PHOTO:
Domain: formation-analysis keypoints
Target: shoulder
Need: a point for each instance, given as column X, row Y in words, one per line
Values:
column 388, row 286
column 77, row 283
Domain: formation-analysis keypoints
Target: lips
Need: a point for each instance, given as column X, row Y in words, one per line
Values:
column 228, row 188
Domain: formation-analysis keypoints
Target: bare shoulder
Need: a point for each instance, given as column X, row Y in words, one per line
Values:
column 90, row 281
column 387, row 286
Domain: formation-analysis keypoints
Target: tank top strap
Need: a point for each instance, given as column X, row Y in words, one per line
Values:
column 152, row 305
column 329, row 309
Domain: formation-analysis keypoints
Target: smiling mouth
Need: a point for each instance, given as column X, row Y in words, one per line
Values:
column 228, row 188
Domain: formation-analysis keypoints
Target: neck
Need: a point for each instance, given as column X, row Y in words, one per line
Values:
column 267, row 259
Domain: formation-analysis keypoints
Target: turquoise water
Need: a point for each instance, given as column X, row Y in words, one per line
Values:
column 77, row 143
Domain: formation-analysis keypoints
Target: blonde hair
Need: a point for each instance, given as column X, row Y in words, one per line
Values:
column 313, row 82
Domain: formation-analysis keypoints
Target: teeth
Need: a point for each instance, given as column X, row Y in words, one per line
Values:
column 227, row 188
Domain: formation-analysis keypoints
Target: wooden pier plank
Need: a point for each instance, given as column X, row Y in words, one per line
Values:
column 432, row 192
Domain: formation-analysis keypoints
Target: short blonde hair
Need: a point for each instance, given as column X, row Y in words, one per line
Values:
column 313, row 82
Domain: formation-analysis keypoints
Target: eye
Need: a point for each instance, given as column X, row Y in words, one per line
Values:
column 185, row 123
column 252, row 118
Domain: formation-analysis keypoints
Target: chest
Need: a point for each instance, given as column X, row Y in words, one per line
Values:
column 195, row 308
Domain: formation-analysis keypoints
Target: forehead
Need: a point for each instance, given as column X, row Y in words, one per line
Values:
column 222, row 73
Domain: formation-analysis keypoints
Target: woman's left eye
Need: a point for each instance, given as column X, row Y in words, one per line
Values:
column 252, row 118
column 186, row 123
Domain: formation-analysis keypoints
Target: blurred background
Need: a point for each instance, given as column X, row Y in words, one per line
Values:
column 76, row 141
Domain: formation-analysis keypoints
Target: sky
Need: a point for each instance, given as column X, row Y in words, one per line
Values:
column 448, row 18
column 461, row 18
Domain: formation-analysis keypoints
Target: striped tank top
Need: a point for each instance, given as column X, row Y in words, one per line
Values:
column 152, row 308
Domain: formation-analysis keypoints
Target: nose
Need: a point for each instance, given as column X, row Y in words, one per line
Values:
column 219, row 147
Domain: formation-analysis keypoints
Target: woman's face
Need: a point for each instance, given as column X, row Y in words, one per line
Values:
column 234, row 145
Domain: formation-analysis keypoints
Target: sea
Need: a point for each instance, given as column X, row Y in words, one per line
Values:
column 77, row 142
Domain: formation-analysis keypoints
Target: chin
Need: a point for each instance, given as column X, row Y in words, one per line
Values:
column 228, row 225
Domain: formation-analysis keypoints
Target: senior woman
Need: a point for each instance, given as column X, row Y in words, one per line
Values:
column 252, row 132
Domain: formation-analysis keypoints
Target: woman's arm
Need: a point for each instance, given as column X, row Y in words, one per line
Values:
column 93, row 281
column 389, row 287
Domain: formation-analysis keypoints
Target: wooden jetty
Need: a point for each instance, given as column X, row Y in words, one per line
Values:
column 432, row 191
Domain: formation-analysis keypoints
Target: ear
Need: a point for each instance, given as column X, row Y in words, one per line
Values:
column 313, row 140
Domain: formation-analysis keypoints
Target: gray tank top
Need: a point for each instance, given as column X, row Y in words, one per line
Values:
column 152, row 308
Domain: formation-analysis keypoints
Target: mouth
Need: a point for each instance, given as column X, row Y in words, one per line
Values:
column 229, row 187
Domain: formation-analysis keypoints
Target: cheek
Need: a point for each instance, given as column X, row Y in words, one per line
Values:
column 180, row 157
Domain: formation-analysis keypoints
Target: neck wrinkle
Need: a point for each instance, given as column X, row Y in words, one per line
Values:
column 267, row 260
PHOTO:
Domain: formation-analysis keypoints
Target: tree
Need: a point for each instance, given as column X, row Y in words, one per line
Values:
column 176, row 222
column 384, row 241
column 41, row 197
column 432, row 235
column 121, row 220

-.-.-

Count the lines in the rows above that contain the string "shoulder", matching case exactly, and give only the number.

**Written solution:**
2